ARTICLE AD BOX
Jakarta -
KPK menetapkan lima orang tersangka dalam kasus korupsi pengadaan lahan di Rorotan, Jakarta Utara. Berdasarkan pengusutan KPK, kasus korupsi ini merugikan negara hingga ratusan miliar Rupiah.
Kasus ini berawal dari PT Totalindo Eka Persada (PT TEP) menawarkan kerja sama dengan Perumda Pembangunan Sarana Jaya (PPSJ) di Februari 2019. Kerja sama itu berkaitan dengan pembelian enam bidang tanah milik PT Nusa Kirana Real Estate (PT NKRE).
"Pada tanggal 18 Februari 2019, PT TEP mengirimkan surat tentang Kerja Sama Pengelolaan Lahan seluas 11,7 Ha yang berlokasi di Jalan Rorotan Marunda, Kelurahan Rorotan, Kecamatan Cilincing, Jakarta Utara dengan harga penawaran Rp 3,2 juta/m2 menggunakan skema KSO (kerja sama operasional)," kata Direktur Penyidikan KPK, Asep Guntur Rahayu, di gedung Merah Putih KPK, Jakarta, Rabu (18/9/24).
ADVERTISEMENT
SCROLL TO CONTINUE WITH CONTENT
Dalam tahapan ini, Yoory Corneles beserta Indra S Arharrys (ISA) selaku Direktur Pengembangan Perumda Pembangunan Sarana Jaya, mengetahui harga wajar tanah Rorotan yang ditawarkan oleh PT TEP sebetulnya jauh di bawah harga penawaran PT TEP yakni dibawah Rp 2 juta/m2.

Ketentuan Latihan -
Tulislah lanjutan berita tentang kasus korupsi pengadaan lahan di Rorotan di atas, dimulai tepat setelah kalimat terakhirnya.

Data Tersimpan -
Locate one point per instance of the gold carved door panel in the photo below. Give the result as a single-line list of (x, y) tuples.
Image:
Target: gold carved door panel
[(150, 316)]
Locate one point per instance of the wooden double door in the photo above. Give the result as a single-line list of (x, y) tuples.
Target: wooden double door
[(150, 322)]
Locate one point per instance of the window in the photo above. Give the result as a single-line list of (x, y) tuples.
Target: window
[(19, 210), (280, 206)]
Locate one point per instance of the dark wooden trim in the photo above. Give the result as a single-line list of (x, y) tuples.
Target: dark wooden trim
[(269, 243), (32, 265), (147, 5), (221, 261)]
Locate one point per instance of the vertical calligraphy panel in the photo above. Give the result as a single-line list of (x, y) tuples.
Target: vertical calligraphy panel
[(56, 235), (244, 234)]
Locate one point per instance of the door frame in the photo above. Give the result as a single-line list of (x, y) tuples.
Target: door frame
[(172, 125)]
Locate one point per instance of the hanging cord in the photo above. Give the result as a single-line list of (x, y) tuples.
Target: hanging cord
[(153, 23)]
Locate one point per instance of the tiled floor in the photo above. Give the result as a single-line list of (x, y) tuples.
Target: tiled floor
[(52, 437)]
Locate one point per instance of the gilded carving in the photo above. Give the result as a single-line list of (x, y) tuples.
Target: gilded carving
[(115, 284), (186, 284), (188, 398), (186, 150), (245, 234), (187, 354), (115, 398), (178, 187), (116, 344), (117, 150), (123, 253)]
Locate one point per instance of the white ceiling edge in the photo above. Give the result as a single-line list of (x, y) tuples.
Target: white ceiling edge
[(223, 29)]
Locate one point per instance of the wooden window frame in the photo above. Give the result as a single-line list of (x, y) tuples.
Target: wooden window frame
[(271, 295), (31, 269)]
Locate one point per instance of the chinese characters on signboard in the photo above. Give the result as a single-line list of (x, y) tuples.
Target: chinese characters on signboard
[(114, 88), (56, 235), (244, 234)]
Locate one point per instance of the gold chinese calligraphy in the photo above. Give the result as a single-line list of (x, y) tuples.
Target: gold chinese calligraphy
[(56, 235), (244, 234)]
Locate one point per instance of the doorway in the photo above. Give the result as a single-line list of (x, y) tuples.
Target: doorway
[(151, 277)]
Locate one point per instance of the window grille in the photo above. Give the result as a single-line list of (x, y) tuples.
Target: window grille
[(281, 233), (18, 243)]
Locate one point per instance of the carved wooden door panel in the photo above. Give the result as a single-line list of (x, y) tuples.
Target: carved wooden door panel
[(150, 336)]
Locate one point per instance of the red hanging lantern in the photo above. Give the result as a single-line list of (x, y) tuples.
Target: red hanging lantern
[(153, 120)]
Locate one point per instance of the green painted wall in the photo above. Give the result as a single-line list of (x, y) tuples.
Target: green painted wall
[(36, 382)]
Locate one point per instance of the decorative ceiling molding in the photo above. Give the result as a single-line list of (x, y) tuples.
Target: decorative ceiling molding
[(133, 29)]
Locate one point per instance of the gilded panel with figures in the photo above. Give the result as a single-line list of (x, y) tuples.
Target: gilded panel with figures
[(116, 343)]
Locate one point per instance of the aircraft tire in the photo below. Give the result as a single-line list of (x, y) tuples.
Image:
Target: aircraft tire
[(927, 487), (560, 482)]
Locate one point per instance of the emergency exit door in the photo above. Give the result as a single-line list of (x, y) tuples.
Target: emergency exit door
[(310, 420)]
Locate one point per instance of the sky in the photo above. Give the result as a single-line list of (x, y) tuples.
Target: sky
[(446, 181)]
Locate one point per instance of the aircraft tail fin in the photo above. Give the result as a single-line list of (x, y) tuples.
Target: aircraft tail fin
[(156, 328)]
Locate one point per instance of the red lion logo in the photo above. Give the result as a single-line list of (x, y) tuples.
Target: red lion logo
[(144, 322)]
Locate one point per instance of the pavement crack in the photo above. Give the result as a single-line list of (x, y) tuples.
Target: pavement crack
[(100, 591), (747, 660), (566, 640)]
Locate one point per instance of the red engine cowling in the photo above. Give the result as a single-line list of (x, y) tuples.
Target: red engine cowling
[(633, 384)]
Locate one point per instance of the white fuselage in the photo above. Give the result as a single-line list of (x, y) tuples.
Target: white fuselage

Jawaban Benar -
Yoory bahkan mengarahkan agar tidak perlu menunjuk KJPP independen untuk melakukan penilaian harga wajar tanah. Dia mengatakan hal itu cukup menggunakan laporan penilaian BPMD SJ yang ditunjuk oleh PT TEP.
"Hal tersebut bertentangan dengan Pergub DKI No. 50 Tahun 2019 tentang Pedoman Pengadaan Barang dan Jasa BUMD dan Pergub DKI No. 51 Tahun 2019 tentang Penugasan kepada BUMD terkait Penyediaan Rumah untuk MBR," jelas Asep.
Asep mengatakan pada 6 Maret 2019 Yoory Corneles dan Direktur Utama PT TEP, Donald Sihombing (DNS), melakukan penandatanganan Perjanjian Pendahuluan tentang Perjanjian KSO Proyek Tanah Rorotan antara PPSJ dengan PT TEP. Dalam surat perjanjian tersebut, PT TEP mengaku sebagai pemilik sah atas enam bidang tanah seluas 11,7 Ha atas nama PT NKRE.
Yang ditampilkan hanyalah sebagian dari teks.